▶ [Stated task]: Nothing but the line with "In this exercise you will indicate the bird's black beak" and the lines after it, through the end of the records below, is to be repeated, exactly as it is.

▶ [Information provided]:

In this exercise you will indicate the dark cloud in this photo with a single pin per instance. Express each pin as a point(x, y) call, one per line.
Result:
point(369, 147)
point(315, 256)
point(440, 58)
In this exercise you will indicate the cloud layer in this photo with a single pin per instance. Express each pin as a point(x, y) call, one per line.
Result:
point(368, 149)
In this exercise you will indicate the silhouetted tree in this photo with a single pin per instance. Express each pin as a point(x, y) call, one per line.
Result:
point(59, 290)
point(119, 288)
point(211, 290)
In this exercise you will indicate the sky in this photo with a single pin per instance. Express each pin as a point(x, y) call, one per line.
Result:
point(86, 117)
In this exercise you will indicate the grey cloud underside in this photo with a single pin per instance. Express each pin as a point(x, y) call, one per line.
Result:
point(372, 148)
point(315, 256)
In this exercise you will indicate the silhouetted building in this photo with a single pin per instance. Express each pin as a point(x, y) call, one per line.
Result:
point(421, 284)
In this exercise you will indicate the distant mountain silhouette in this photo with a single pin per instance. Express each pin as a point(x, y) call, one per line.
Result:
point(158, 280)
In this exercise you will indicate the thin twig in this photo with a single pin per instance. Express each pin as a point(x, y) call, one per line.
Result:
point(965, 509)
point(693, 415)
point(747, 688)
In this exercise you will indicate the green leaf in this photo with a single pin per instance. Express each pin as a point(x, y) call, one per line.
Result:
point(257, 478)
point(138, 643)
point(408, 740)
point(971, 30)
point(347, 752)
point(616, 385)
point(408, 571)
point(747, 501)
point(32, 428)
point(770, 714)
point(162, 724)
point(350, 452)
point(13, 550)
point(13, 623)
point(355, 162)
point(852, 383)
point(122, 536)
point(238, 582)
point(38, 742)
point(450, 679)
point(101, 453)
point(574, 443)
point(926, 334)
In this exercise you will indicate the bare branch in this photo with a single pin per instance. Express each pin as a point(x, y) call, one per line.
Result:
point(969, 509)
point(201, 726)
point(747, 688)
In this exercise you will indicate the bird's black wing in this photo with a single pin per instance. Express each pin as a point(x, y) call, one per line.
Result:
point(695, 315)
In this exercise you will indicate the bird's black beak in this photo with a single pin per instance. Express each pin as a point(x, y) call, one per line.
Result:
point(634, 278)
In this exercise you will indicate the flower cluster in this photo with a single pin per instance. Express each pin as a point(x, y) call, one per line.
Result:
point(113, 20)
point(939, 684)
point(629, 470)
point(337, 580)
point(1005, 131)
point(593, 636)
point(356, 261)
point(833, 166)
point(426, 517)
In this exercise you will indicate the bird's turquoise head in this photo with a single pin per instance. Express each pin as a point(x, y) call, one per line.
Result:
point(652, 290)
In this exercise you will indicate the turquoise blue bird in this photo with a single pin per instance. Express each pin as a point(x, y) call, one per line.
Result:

▶ [Complete response]:
In this exercise you will indicate the bird's black beak in this photo with a single pin per instance. Express each pin as a point(x, y) call, one per line.
Result:
point(634, 278)
In this exercise you will indicate the flower cluster in this photo with a single pin per instance. Express each pin as a point(x, y) call, one per line.
Result:
point(113, 20)
point(939, 684)
point(629, 470)
point(337, 580)
point(1005, 131)
point(593, 636)
point(356, 261)
point(833, 166)
point(426, 517)
In this exercise you will indicate the bird's turquoise head in this photo with a single pin per instance. Express each pin as a point(x, y) call, one per line.
Result:
point(652, 290)
In this exercise you will indicate the turquoise blue bird in this photo with a single pin per instance. Express each pin as a point(x, y) call, one per line.
Result:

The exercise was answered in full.